Exercises.
#1 In the forum thread below, rewrite the paragraph in KeithChesterfield's post that begins "Chelsea owner Roman Abramovich will today drive" as a brief bulleted list that keeps its main facts.
#2 Answer the following questions about the forum thread below, one line each:
(a) What were the three West Ham supporters playing football with?
(b) What did the premiership toolbox lack, according to Steve?
(c) Whose name appears on the tombstone in the Chelsea joke?
#3 Reproduce word for word the stretch of the forum thread below from "Went out last" through "Hammers in it.".

══ Text extract ══

# Poor West Ham



## joedenise (Jul 20, 2007)

Went out last night and saw 3 West Ham supporters playing football with a hedgehog. Went to phone the RSPCA but changed my mind when the hedgehog scored :lol: :lol: :lol: 

Joe


----------



## 96299 (Sep 15, 2005)

:lol: 

I bought a premiership toolbox yesterday, but it had no Hammers in it.  

Steve


----------



## joedenise (Jul 20, 2007)

Anyone know any Chelsea jokes - my Son in Law is getting on my nerves with the Hammers jokes!

Joe


----------



## jimmyd0g (Oct 22, 2009)

joedenise said:


> Anyone know any Chelsea jokes - my Son in Law is getting on my nerves with the Hammers jokes!
> 
> Joe


Torres - he's a Chelsea joke.


----------



## KeithChesterfield (Mar 12, 2010)

Quick Chelsea joke for you - 

Two blokes were walking through a cemetery when they happened upon a tombstone that read:
"Here lies John Sweeney, a good man and a Chelsea fan."
So, one of them asked the other: "When the hell did they start putting two people in one grave?"


----------



## KeithChesterfield (Mar 12, 2010)

Breaking News - 

Chelsea owner Roman Abramovich will today drive Spanish striker Fernando Torres into the middle of a big field and let him be free the club have confirmed, after the World Cup winner failed to be domesticated successfully into his London environment. 
The Russian billionaire claimed it was one of the hardest decisions he’d ever had to make, as a weak Torres will be forced to fend off wild prey like foxes, or possibly even a badger, but Abramovich concluded it was either that or flushing him down a toilet.


----------



## 96299 (Sep 15, 2005)

KeithChesterfield said:


> Breaking News -
> 
> Chelsea owner Roman Abramovich will today drive Spanish striker Fernando Torres into the middle of a big field and let him be free the club have confirmed, after the World Cup winner failed to be domesticated successfully into his London environment.
> The Russian billionaire claimed it was one of the hardest decisions he'd ever had to make, as a weak Torres will be forced to fend off wild prey like foxes, or possibly even a badger, but Abramovich concluded it was either that or flushing him down a toilet.


Keith-Dont give up your day job mate.. :?

Steve


----------

═══
══ Stored data ══

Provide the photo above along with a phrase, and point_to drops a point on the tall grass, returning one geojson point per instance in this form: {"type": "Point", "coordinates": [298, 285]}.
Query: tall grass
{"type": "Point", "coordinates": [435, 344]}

═══

Task-by-task solutions.
#1
- Chelsea owner Roman Abramovich will drive striker Fernando Torres into the middle of a big field and set him free, as the club has confirmed.
- The reason given is that Torres failed to be domesticated into his London environment.
- Abramovich called it one of the hardest decisions he had ever made, since Torres will have to fend off foxes or even a badger.
- Abramovich concluded that the only other option was flushing him down a toilet.

#2
(a) A hedgehog.
(b) Hammers.
(c) John Sweeney.

#3
Went out last night and saw 3 West Ham supporters playing football with a hedgehog. Went to phone the RSPCA but changed my mind when the hedgehog scored :lol: :lol: :lol: 

Joe


----------



## 96299 (Sep 15, 2005)

:lol: 

I bought a premiership toolbox yesterday, but it had no Hammers in it.